*** Material to process ***
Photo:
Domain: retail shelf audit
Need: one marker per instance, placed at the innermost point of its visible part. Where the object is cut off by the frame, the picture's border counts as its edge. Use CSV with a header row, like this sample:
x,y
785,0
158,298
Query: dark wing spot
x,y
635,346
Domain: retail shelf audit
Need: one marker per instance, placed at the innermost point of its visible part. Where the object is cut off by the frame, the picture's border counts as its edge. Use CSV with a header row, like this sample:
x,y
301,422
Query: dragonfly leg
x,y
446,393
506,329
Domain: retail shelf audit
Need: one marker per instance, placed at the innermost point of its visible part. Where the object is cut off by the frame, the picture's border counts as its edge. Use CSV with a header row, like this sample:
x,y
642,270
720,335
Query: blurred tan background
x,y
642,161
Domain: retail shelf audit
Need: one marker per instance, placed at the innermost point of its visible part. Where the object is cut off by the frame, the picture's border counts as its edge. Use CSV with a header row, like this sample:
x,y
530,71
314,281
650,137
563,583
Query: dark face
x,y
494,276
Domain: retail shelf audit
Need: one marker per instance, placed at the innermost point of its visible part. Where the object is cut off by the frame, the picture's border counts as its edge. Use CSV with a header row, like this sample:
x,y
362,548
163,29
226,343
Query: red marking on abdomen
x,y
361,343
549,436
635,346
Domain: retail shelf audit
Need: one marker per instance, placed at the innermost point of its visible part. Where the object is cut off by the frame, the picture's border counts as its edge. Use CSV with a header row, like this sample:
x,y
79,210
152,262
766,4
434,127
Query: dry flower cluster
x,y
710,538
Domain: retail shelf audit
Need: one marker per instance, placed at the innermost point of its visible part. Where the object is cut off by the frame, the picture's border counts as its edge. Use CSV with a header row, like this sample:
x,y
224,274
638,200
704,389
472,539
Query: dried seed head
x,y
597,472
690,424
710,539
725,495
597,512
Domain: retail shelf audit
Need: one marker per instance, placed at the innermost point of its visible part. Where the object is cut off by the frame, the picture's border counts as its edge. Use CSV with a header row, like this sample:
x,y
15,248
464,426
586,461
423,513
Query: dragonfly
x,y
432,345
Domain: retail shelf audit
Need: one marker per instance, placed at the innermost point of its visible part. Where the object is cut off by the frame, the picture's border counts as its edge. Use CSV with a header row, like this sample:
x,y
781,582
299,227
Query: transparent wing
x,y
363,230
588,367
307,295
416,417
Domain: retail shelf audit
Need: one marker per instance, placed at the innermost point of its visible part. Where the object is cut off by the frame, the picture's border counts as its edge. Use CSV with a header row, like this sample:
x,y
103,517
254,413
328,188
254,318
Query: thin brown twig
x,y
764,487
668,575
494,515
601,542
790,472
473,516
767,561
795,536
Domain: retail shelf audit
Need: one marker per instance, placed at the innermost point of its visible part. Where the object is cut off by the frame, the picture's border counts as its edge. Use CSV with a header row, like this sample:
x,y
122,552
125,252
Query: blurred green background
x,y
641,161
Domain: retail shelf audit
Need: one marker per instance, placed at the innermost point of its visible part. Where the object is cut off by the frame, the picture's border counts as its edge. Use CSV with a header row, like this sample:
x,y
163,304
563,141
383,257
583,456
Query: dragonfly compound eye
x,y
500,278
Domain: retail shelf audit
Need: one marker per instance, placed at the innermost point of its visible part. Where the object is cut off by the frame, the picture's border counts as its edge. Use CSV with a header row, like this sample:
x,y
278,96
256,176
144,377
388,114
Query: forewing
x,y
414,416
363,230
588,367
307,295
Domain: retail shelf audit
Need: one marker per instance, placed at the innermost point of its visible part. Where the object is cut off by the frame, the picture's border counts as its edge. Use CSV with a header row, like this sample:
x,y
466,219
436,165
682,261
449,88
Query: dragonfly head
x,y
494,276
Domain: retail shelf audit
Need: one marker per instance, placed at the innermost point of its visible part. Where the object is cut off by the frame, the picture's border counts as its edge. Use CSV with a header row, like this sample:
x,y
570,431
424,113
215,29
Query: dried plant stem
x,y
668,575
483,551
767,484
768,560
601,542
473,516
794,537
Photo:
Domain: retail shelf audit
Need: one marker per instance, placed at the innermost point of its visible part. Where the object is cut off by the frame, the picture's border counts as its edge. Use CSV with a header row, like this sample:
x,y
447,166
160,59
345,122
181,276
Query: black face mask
*** End of Material to process ***
Each record must be duplicated exactly, with none missing.

» **Response box**:
Photo:
Domain: retail shelf audit
Need: one marker per instance, placed at the innermost point of its visible part. Where the object is cut off by the frame, the picture's border counts as its edge. Use CSV with a header row, like this sample:
x,y
785,0
158,298
Query: dark wing spot
x,y
635,346
Domain: retail shelf audit
Need: one marker per instance, placed at the innermost point of its visible part. Where the object is cut off by the frame, the picture's border counts as its edge. Use CSV with a header row, like this sample:
x,y
301,422
Query: dragonfly leg
x,y
446,393
506,329
Domain: retail shelf audit
Need: one marker per instance, placed at the innermost point of its visible part. Where the object is cut off by the frame, the picture's border counts as its edge. Use CSV with a header row, like this sample:
x,y
642,270
720,335
Query: blurred tan background
x,y
642,161
Domain: retail shelf audit
Need: one marker per instance, placed at the innermost point of its visible part. Where the object is cut off by the frame, the picture's border counts as its edge. Use CSV with a header row, like this sample:
x,y
530,71
314,281
650,137
563,583
Query: dark face
x,y
494,276
Domain: retail shelf audit
Need: one marker per instance, placed at the innermost point of its visible part. Where the object is cut off by the frame, the picture's border counts as its edge. Use CSV with a header row, like this sample:
x,y
362,548
163,29
226,343
Query: red marking on abdomen
x,y
361,343
549,436
635,346
Domain: retail shelf audit
Need: one marker per instance, placed at the innermost point of its visible part. Where the object is cut off by the frame, the picture's border counts as its edge. Use CSV with a header row, like this sample:
x,y
79,210
152,262
766,4
434,127
Query: dry flower cluster
x,y
710,538
Domain: retail shelf audit
Need: one marker per instance, placed at the innermost point of its visible part. Where the object is cut off by the frame, the picture's border counts as its edge. Use CSV with a header row, like this sample:
x,y
224,274
638,200
704,389
472,539
Query: dried seed head
x,y
597,472
690,424
710,539
725,495
597,512
Domain: retail shelf audit
Need: one marker per instance, placed at the innermost point of its visible part. Where the object is cut off by the frame, the picture's border counts as its edge. Use CSV with a header row, like this sample:
x,y
15,248
464,426
586,461
423,513
Query: dragonfly
x,y
432,345
Domain: retail shelf audit
Need: one marker per instance, placed at the innermost point of its visible part. Where the object is cut off by the frame, the picture's border counts as its edge. Use CSV with a header row, like this sample:
x,y
781,582
299,227
Query: transparent wing
x,y
363,230
588,367
307,295
416,417
Domain: retail shelf audit
Need: one marker per instance, placed at the innermost point of its visible part. Where the object is cut off by the frame, the picture's border counts as its edge. Use CSV with a header row, like this sample:
x,y
103,517
254,413
328,188
254,318
Query: thin brown twig
x,y
764,487
668,575
494,515
601,542
790,472
473,516
767,561
795,536
Domain: retail shelf audit
Need: one marker per instance, placed at the innermost point of its visible part. Where the object is cut off by the frame, the picture's border counts as its edge. Use CSV with a header row, like this sample:
x,y
122,552
125,252
Query: blurred green background
x,y
641,161
Domain: retail shelf audit
Need: one marker per instance, placed at the innermost point of its visible part. Where the object is cut off by the frame, the picture's border counts as its edge. Use CSV with a header row, like this sample:
x,y
163,304
563,141
383,257
583,456
Query: dragonfly compound eye
x,y
500,278
Domain: retail shelf audit
Need: one marker per instance, placed at the innermost point of its visible part. Where the object is cut off by the frame, the picture's border counts as its edge. Use CSV with a header row, like this sample:
x,y
278,96
256,176
144,377
388,114
Query: forewing
x,y
414,416
363,230
588,367
307,295
Domain: retail shelf audit
Need: one marker per instance, placed at the innermost point of its visible part. Where the object is cut off by the frame, the picture's border counts as its edge. Use CSV with a header row, like this sample:
x,y
466,219
436,165
682,261
449,88
Query: dragonfly head
x,y
494,276
Domain: retail shelf audit
Need: one marker per instance, placed at the innermost point of its visible part. Where the object is cut off by the frame, the picture's border counts as its edge. Use CSV with a header row, like this sample:
x,y
570,431
424,113
215,29
Query: dried plant stem
x,y
668,575
483,551
767,484
768,560
601,542
473,516
794,537
Photo:
Domain: retail shelf audit
Need: one marker per instance, placed at the innermost point of its visible part. Where the object is cut off by the frame, the picture's border counts as its edge. Use CSV with a header row, like this sample:
x,y
447,166
160,59
345,122
181,276
Query: black face mask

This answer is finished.